Directions. Can you reproduce only the lines starting at the one that contains "241L529 239L570 243L562" and ending at the one that contains "positive clicks: (551, 242)", with "rough mask" swapped for "coarse mask" and nothing else changed?

Supplied records.

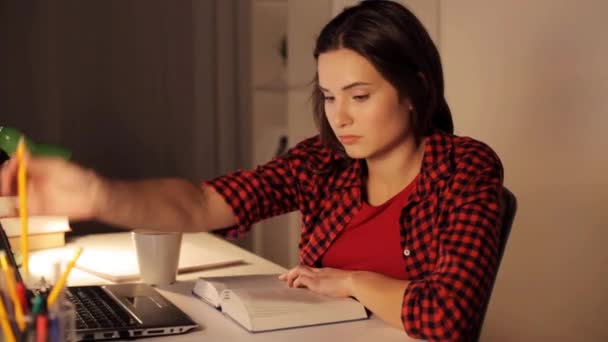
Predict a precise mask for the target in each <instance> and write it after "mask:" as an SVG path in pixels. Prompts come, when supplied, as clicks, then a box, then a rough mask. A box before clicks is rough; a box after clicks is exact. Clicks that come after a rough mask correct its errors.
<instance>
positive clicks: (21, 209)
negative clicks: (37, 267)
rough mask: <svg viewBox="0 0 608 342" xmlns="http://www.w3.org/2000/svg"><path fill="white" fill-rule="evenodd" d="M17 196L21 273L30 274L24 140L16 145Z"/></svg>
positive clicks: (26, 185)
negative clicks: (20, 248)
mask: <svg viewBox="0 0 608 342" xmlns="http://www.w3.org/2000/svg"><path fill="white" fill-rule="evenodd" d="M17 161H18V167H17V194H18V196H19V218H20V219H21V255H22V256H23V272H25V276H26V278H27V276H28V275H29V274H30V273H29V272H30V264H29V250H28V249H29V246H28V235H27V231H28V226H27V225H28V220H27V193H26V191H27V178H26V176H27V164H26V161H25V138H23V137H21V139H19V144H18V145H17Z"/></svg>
---
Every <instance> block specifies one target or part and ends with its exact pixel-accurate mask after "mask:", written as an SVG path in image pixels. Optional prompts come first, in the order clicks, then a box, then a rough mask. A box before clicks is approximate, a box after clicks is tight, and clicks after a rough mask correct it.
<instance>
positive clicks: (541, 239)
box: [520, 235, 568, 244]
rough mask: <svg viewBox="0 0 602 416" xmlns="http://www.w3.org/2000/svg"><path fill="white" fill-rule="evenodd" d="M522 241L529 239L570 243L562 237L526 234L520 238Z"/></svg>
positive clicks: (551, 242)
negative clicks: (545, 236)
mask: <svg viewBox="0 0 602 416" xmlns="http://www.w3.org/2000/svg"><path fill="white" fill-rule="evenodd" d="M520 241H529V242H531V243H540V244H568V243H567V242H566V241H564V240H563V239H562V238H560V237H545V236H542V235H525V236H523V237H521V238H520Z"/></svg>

Response to the exercise.
coarse mask: <svg viewBox="0 0 602 416" xmlns="http://www.w3.org/2000/svg"><path fill="white" fill-rule="evenodd" d="M522 241L529 239L570 243L562 237L526 234L520 238Z"/></svg>
positive clicks: (551, 242)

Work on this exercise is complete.